2020年12月30日(水)11時05分
金成隆一(朝日新聞国際報道部機動特派員)※アステイオン93より転載

今のアメリカの姿は「真ん中」が抜け落ちた社会の行き着く先ではないだろうか。大統領トランプが「私たち」と言うときに、「そこに自分は含まれていない」と感じる、様々なマイノリティーがいる。

アメリカ社会には無数の断層が走っている。多様な人種、宗教、文化、考え方の人々が暮らしているので当然だろう。放っておけば摩擦が起きるが、歴代の指導者は何とか共通の理念や歴史を語り、結束を試みてきた。それでも断層はうっすら見えている。そんなことは、ほとんどのアメリカ人は知っているが、多くは、「私とあなたには違いもあるけど、共有している部分の方が多いはずだから共存しましょう」という姿勢で暮らしてきた。

ところがトランプは、その断層を広げようとしてきた。できた隙間に指先をひっかけ、別の断層も見つけ出しては、よじ登ろうとしてきた。これまでは失敗ばかりだったが、「100年に一度の危機」と言われた2008年の金融危機を経て、貧富の差への絶望、中流層から転落しそうだという不安が、普通のアメリカ人を襲った。人種や宗教の多様化が進み、「かつてのアメリカがなくなる」という不安や不満は、特に中高年の白人にマグマのように蓄積していた。

トランプは、それらを刺激し、怒らせようとしてきた。すると、断層の隙間に指先が入るようになり、つま先を突っ込めそうな足場も見つかった。それを繰り返しているうちに、「アメリカ大統領選」という、おそらく最も困難な壁の一つをよじ登った。

— データ抜粋 —
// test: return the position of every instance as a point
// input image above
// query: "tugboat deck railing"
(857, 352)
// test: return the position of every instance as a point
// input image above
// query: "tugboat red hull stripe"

— 記述課題 —
- 1) アメリカ社会の断層を論じた文章では、2008年の金融危機は何と言われていたとされていますか。
- 2) アメリカ社会の断層を論じた文章の続きを、最後の段落のあとから書いてください。

— 課題の結果 —
- 1) 「100年に一度の危機」と言われていました。

- 2)
この局面で、民主党は大統領候補として、「ザ・真ん中」と呼べそうな穏健派ジョセフ・バイデンを選んだ。「真ん中」であるが故だろう、トランプや上院議員サンダースのように支持者に熱狂は生み出せていない。

それでも次の指導者が、国家としての「連帯感」を語らなければ、新しい「アメリカの世紀」の実現も難しいだろう。今のように虚実ない交ぜの不毛な闘争にエネルギーを奪われれば、国力も国際的な指導力も下がるばかりだろう。

急速に多様化する国家で「私たち」の修復は可能なのか。アメリカの挑戦を注視していきたい。

金成隆一(Ryuichi Kanari)
1976年生まれ。慶應義塾大学法学部卒、2000年朝日新聞社入社。大阪社会部、ハーバード大学日米関係プログラム研究員、ニューヨーク特派員、東京経済部を経て現職。第21回坂田記念ジャーナリズム賞、2018年度ボーン上田記念賞を受賞。著書に『ルポ トランプ王国』『ルポ トランプ王国2』(いずれも岩波新書、第36回大平正芳記念賞特別賞)など

当記事は「アステイオン93」からの転載記事です。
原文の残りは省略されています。